WORK ITEM >>
Wherever a line of the data contains "mound", copy that line.
BEGIN
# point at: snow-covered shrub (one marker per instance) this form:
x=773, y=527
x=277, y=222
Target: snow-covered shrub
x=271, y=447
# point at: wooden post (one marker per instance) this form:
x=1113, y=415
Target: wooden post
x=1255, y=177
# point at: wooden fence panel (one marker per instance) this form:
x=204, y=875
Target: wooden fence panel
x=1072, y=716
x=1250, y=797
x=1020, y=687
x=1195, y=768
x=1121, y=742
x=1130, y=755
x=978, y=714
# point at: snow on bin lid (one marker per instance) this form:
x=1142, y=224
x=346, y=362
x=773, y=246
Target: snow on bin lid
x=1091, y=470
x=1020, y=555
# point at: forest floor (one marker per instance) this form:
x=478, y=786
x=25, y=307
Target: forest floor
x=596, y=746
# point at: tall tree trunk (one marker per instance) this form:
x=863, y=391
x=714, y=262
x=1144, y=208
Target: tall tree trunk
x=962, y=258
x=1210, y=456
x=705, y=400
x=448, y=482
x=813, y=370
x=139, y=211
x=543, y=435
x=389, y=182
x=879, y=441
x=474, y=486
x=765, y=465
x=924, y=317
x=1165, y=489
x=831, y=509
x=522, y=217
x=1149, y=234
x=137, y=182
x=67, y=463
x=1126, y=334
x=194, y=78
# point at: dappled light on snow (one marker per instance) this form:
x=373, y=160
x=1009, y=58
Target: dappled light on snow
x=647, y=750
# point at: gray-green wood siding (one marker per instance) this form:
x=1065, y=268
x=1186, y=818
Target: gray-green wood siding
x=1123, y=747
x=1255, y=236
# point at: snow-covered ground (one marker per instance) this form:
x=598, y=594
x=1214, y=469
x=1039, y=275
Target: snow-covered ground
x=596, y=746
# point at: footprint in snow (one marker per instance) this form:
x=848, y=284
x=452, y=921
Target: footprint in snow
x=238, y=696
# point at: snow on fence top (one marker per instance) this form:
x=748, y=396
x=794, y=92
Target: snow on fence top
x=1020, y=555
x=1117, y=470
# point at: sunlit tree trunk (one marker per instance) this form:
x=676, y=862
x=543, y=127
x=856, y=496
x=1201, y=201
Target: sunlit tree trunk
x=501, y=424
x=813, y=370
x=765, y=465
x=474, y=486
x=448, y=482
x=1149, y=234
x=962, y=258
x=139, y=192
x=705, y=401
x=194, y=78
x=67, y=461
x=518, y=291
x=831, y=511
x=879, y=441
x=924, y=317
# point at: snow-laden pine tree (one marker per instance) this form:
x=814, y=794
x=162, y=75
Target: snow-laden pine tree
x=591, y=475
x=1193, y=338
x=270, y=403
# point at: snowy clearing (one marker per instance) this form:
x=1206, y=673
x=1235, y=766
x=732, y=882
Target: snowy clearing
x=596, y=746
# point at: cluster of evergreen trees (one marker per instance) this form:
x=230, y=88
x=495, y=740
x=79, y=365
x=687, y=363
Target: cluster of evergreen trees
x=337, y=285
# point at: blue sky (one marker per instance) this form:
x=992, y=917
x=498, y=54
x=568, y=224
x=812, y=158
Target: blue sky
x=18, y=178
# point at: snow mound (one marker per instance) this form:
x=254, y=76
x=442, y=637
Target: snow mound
END
EXPECTED OUTPUT >>
# point at: snow mound (one marker per instance) this form:
Target: snow mound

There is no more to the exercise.